#### Provided data

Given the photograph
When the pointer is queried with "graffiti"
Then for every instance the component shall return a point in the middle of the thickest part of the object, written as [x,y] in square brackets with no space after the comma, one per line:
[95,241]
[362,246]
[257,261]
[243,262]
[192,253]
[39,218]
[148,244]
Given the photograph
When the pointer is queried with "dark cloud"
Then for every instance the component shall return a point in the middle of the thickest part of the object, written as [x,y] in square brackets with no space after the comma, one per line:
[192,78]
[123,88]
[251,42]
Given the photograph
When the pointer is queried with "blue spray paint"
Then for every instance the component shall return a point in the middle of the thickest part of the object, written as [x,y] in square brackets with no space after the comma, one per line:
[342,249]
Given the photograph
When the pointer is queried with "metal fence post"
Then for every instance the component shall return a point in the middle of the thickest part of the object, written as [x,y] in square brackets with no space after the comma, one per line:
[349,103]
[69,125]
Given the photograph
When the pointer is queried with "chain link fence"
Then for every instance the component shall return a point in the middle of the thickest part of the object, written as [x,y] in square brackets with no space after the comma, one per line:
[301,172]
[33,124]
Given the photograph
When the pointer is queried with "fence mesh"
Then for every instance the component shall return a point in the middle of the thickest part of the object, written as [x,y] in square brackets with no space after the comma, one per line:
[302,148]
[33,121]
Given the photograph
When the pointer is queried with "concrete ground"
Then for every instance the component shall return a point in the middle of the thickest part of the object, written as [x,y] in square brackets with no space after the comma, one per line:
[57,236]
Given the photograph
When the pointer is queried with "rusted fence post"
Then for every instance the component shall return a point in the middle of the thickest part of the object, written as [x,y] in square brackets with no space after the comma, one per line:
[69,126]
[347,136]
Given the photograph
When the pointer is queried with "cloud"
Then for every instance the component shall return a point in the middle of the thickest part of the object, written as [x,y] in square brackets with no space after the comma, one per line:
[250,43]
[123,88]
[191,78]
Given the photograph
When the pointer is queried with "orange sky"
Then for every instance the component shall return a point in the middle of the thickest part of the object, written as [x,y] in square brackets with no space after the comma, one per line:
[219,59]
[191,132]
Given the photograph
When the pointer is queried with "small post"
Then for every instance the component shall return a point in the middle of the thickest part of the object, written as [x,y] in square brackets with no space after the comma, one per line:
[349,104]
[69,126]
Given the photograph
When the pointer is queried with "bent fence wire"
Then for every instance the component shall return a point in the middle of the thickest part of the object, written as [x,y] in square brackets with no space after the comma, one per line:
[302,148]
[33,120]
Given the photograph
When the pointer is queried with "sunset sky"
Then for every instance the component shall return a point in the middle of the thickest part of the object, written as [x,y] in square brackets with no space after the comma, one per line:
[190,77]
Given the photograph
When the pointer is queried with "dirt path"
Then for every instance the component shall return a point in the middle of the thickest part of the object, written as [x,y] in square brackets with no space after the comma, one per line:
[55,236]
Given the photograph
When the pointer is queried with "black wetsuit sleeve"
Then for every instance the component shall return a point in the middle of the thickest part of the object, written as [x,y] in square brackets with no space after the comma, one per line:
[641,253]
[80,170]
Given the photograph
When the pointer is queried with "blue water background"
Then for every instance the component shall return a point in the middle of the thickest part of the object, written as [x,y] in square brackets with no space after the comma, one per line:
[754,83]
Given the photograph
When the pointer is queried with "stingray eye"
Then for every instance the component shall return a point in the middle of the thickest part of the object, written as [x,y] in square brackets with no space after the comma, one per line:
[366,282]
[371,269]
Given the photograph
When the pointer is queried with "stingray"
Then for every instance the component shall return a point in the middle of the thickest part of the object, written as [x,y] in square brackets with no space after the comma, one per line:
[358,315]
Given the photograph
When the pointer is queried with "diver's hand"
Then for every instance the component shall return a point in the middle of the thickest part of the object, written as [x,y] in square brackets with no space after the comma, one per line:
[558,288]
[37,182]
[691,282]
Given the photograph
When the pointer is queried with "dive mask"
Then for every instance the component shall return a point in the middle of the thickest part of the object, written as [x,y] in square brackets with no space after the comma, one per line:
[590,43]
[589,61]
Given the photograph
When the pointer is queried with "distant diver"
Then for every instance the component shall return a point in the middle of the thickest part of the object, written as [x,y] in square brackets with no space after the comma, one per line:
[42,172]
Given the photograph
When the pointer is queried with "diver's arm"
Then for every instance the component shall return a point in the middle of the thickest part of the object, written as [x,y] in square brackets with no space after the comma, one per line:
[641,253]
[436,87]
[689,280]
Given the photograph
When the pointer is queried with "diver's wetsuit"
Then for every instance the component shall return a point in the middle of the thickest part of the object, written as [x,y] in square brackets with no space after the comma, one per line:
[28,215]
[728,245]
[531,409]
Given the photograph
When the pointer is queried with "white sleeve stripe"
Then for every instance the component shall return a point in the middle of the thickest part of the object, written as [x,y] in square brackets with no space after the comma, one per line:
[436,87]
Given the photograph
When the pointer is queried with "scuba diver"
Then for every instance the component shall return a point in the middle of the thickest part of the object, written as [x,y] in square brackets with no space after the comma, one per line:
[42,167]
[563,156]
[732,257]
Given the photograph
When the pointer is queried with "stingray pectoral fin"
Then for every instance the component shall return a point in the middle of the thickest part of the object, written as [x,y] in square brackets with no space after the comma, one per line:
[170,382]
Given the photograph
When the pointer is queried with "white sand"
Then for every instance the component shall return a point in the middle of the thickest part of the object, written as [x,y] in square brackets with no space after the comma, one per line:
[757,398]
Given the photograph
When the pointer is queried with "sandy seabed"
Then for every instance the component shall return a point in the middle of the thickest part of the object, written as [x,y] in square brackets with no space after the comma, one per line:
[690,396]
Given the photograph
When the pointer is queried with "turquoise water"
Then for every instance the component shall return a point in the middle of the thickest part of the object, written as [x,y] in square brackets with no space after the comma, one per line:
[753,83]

########

▸ Exercise requirements:
Where a line in the records above includes the string "wetsuit", show it.

▸ Result of this exercise:
When the pointer is queried with "black wetsuit sleeve"
When the pointer is queried with "diver's wetsuit"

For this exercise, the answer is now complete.